EXTRACTED TEXT —
"""

Today's thoughts

 

We used to be okay with minor issues, things bothered me but not to this extent.     He used to run every morning, he had structure.  Bedtime together used to be reasonable 9:30ish pm. He'd always text what are you thinking for dinner. He'd be supportive when I had some rough days at work. Can we ever get back there? 

 But life happened- family deaths, employment changes, covid, surgeries, new puppy and now things are exponentially out of control with a diagnosis of ADHD and OCD very apparent 

 

His time away from home is too much for me

1) his primary job 10-6

2) his sports arbitrage hyperfixation NIGHTS & WEEKENDS- it's a side hustle for him and he's starting a business out of it for tax purposes. 

 

He doesn't exercise like he used to everyday, in fact he doesn't exercise at all and he only eats at midnight now!  Doesn't come to bed till 2am. The structure of running every morning and consistent bedtime were a form of medication for him. I'm sure it helped in regulating his neurotransmitters. His happy go lucky demeanor has turned to irritableness in the presence of stimulants.    I think the OCD is worse on Vyvanse. 

 He doesn't get it.  

 He's always gone.  

There's no connection, no intimacy and worst of all doesn't even realize this is how I feel despite going to couples therapy!!!!

I don't know why but I do think he will understand eventually. It's like seeing some glimmer of sunshine on an overcast day.  Sometimes I think maybe he understands, but then he gets lost in his thoughts. 

 

 He thinks surface stuff and I subconsciously learned to mostly hide my loneliness, unhappiness bc he will just get into a bad mood/ take it the wrong way / blame me / get defensive.  It's just easier to "act" fine. I work on giving lots of praise/  positive reinforcement for the effort I do see when it happens, but I don't know if it does anything. 


 

I understand I cannot go on like this, the question is how long do I wait? I think the problem for a lot of us is that we notice some change for some time but it doesn't stay.  We get hopefull- the uphill of the rollercoaster and then something happens or it gradually goes back to before the change- the drop of the rollercoaster.  It's a cycle of hope and then let down. A person can only take so much.  The problem is having so much invested and telling yourself you love this person and looking back and they are so much a part of your life and identity.    But that is not enough, we need trust and security, the basics needs are not being met.   That book by Matt Fray is right about basic needs consistently not being met. He makes good points.  

 

Denial

I think the same about what I read from OffTheRoller if I left him he'd fall into the abyss, he wouldn't be able to breathe, he'd suffer immensely. I think he'd go into a deep depression even become catatonic.  For real, I do think this.  He'd have to move on some how some way.    I also know he'd blame me for ruining his life- everything would be my fault- I'd be the bad guy.....So there is guilt but I know I need to put myself first.   I'm planning to get my own financial advisor and begin seeing my own therapist in a couple weeks. I plan to get and read Boundary Boss suggested by Orlov-.  The question is- how long do I go on, will therapy help us- do I give it a year- reassess next November? Be ready to separate if it comes to no change, not enough change? I can't live my life how I am living it, forever.

"""

DIRECTIONS —
Copy the passage of the post about a partner's ADHD that runs from "His time away" to "worse on Vyvanse.".

[Records from a collection]
"""

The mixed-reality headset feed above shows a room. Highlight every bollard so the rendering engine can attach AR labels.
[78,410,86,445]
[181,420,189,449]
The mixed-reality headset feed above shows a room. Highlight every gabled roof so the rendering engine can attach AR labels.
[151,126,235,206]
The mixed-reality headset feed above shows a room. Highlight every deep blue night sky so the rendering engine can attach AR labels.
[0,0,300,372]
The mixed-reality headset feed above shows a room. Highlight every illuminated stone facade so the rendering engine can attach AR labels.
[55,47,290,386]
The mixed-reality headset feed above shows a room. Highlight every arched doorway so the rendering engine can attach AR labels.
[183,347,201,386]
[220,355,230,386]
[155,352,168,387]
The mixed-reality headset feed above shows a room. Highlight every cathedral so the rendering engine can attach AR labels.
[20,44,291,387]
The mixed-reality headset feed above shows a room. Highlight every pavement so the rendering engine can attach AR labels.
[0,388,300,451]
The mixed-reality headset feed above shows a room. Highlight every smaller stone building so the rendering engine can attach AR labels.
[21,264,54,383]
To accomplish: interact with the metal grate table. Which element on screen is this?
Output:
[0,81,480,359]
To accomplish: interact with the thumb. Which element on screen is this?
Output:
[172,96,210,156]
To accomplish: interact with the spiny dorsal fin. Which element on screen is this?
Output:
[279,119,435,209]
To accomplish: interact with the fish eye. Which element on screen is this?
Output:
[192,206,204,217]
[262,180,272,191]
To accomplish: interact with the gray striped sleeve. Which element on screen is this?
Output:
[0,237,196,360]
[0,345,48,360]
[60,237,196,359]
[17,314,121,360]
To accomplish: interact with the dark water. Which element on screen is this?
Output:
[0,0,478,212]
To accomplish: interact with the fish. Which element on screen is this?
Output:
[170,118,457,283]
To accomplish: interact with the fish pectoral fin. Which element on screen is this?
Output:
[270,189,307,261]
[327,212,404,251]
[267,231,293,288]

"""

SOLUTION —
His time away from home is too much for me

1) his primary job 10-6

2) his sports arbitrage hyperfixation NIGHTS & WEEKENDS- it's a side hustle for him and he's starting a business out of it for tax purposes. 

 

He doesn't exercise like he used to everyday, in fact he doesn't exercise at all and he only eats at midnight now!  Doesn't come to bed till 2am. The structure of running every morning and consistent bedtime were a form of medication for him. I'm sure it helped in regulating his neurotransmitters. His happy go lucky demeanor has turned to irritableness in the presence of stimulants.    I think the OCD is worse on Vyvanse.